**Work required**
Answer these questions using the article on Zurich's flexible working initiative, numbering each answer to match its question.
1. How many staff are attached to Zurich's Whiteley site?
2. At what level has the share of part-time new hires among men remained constant?
3. By what percentage have job applications to Zurich risen since the initiative was launched?

**Passage provided**
------------------------------------------------

HAMPSHIRE employer Zurich has seen demand for part-time work almost double since it introduced a flexible working initiative nearly two years ago.

The insurer became the first of its kind to advertise all new vacancies as potential part-time or job share opportunities, alongside flexible working, in 2019.

The company, which has 600 staff attached to its Whiteley site, also used gender-neutral language in every job ad.

Since then, demand for part-time jobs has almost doubled, from six per cent to 11 per cent. Nearly one in four new female hires has been part-time since then – up from 10 per cent in 2019 to 23 per cent.

But even though the flexible working initiative is gender-neutral, the number of part-time new hires among men has remained constant at only two per cent.

Job applications to Zurich from both men and women have risen by 66 per cent since the flexible working initiative was launched.

Although job vacancies in the UK are at their highest since records began, 74 per cent of job ads do not offer flexible working options. An estimated 16million people are planning to leave their jobs in the next six months, with the majority searching for a better work-life balance.

Zurich is urging the government to legislate so that all employers over a certain size make their jobs available on a part-time and flexible basis where possible.

Steve Collinson, HR director at Zurich UK, said: “As advocates of flexible working for over a decade, we know that people still want to progress their careers whilst managing a whole host of other commitments.

“Our approach is about removing barriers for those who need flexibility. We are urging the government to make businesses like ours advertise all roles as being available on a more flexible basis wherever they can.

------------------------------------------------

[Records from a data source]

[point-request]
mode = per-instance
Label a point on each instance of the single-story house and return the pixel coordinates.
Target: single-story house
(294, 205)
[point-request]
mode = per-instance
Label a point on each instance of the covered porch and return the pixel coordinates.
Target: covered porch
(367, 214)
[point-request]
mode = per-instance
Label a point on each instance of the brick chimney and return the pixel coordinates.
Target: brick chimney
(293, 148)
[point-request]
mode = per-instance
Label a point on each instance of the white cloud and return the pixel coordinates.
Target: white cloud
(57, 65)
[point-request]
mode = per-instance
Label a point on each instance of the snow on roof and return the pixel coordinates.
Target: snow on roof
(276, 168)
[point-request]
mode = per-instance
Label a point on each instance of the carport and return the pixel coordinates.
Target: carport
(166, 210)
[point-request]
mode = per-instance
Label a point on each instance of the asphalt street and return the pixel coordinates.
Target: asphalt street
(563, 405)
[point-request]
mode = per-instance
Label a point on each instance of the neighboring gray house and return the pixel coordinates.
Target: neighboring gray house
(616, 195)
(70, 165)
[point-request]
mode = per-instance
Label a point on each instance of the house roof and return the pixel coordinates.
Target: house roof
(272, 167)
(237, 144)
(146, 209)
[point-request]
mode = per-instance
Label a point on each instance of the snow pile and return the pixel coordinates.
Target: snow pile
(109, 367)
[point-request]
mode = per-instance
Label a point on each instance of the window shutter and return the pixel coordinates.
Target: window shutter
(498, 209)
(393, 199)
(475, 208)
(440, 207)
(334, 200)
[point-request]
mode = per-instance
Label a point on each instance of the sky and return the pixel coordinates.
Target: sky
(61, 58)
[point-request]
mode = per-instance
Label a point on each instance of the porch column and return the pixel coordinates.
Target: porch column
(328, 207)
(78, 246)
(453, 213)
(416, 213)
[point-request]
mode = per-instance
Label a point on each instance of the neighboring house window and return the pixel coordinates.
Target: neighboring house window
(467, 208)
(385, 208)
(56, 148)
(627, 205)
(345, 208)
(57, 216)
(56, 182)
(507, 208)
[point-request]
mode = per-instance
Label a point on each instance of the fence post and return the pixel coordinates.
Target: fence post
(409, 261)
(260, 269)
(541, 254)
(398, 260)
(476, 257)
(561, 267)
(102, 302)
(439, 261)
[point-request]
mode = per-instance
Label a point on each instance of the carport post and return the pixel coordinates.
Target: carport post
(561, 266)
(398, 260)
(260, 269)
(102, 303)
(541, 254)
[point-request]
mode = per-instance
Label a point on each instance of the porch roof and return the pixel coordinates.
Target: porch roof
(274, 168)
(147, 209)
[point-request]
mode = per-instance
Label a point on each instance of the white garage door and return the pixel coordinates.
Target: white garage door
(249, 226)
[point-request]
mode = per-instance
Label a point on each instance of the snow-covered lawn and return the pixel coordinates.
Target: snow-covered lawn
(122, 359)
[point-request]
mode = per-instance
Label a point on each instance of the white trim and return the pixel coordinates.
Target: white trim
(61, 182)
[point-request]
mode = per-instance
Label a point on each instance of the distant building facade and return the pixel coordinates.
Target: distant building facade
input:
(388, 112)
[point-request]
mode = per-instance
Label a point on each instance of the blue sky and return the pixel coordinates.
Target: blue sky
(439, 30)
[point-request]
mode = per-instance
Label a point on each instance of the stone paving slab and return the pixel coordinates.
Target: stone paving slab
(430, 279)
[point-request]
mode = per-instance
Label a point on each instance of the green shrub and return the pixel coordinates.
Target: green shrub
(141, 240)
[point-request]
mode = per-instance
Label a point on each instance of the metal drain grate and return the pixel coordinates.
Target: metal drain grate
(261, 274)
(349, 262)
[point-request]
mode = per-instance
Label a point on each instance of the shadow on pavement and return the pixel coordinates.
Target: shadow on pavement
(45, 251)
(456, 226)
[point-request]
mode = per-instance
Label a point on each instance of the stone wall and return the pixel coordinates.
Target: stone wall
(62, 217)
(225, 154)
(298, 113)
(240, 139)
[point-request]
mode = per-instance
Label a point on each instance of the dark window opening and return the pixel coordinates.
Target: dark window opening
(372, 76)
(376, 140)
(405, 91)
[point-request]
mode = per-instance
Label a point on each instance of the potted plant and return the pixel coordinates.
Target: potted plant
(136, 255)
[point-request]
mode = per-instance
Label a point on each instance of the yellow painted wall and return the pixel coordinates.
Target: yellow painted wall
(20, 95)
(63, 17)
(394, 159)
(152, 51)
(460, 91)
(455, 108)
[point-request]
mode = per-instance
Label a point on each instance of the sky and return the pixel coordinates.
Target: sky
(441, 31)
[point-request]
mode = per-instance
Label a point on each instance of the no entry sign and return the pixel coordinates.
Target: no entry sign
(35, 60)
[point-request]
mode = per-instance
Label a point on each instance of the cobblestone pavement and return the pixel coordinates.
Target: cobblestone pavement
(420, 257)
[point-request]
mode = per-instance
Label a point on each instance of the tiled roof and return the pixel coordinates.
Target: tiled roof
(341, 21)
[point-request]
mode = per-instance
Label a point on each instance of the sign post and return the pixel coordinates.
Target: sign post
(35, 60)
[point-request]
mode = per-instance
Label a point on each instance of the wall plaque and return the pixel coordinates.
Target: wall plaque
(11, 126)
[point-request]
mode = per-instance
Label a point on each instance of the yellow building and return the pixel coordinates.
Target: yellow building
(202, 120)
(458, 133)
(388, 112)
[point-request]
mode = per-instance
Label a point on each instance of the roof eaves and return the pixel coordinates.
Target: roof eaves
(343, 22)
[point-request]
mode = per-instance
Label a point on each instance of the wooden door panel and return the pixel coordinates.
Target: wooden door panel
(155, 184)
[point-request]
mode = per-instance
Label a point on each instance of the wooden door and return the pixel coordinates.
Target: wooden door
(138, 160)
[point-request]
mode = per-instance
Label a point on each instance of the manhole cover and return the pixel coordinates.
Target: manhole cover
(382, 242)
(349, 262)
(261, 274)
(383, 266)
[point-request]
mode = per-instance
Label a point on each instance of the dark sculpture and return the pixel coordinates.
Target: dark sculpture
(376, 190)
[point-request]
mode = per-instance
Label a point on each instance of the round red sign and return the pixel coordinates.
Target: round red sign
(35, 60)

------------------------------------------------

**Your solution**
1. 600
2. Two per cent
3. 66 per cent